* Teks Bacaan
┌────────

Sebagaimana diketahui, saat kaum Muhajirin berhijrah ke Madinah tidak membawa seluruh harta. Sebagian besar harta mereka ditinggal di Makkah, padahal mereka akan menetap di Madinah. Ini jelas menjadi problem bagi mereka di tempat yang baru. Terlebih lagi, kondisi Madinah yang subur sangat berbeda dengan kondisi Makkah yang gersang. Keahlian mereka berdagang di Makkah berbeda dengan mayoritas penduduk Madinah yang bertani. Tak pelak, perbedaan kebiasaan ini menimbulkan permasalahan baru bagi kaum Muhajirin, baik menyangkut ekonomi, sosial kemasyarakatan, dan juga kesehatan[1]. Mereka harus beradaptasi dengan lingkungan baru. Sementara itu, pada saat yang sama harus mencari penghidupan, padahal kaum Muhajirin tidak memiliki modal. Demikian problem yang dihadapi kaum Muhajirîn di daerah baru.

└────────

* Data untuk Diolah
┌────────

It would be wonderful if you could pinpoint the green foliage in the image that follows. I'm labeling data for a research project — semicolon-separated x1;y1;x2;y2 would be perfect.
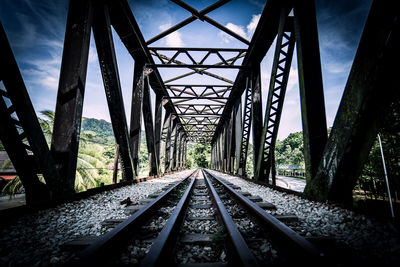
275;132;305;169
1;176;24;196
0;159;13;170
188;143;211;168
356;99;400;199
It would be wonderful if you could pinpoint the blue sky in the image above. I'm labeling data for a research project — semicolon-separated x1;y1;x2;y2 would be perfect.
0;0;371;139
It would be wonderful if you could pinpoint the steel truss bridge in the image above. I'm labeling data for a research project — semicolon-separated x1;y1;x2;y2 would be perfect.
0;0;400;205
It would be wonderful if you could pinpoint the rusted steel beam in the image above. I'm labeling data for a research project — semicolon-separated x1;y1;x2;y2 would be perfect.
304;1;400;206
129;60;145;177
171;0;250;45
238;79;252;176
293;0;328;181
154;95;163;174
51;0;92;198
108;0;186;136
143;77;158;176
147;64;242;69
254;10;295;185
147;0;231;45
0;22;60;205
213;0;291;144
163;110;172;172
93;1;135;180
250;65;263;177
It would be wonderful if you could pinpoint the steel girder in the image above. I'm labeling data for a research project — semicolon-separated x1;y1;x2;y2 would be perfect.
51;0;93;198
254;9;295;185
304;1;400;206
93;1;135;180
0;22;63;205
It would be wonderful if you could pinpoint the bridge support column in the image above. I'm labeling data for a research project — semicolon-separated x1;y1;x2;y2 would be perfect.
294;0;328;182
93;1;135;180
51;0;93;198
163;110;172;172
129;60;145;177
143;77;158;176
304;1;400;206
154;94;163;174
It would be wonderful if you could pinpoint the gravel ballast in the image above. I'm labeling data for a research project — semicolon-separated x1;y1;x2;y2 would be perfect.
0;170;193;266
0;170;400;266
208;170;400;265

└────────

* Ketentuan Latihan
a - Menurut teks bacaan tentang hijrah kaum Muhajirin, apa mata pencaharian mayoritas penduduk Madinah?
b - Salin ulang daftar mulai dari baris pertamanya sampai baris yang memuat "0;0;371;139", termasuk kedua baris itu. Jangan sertakan gambarnya.

* Daftar Jawaban
a - Bertani.

b -
It would be wonderful if you could pinpoint the green foliage in the image that follows. I'm labeling data for a research project — semicolon-separated x1;y1;x2;y2 would be perfect.
275;132;305;169
1;176;24;196
0;159;13;170
188;143;211;168
356;99;400;199
It would be wonderful if you could pinpoint the blue sky in the image above. I'm labeling data for a research project — semicolon-separated x1;y1;x2;y2 would be perfect.
0;0;371;139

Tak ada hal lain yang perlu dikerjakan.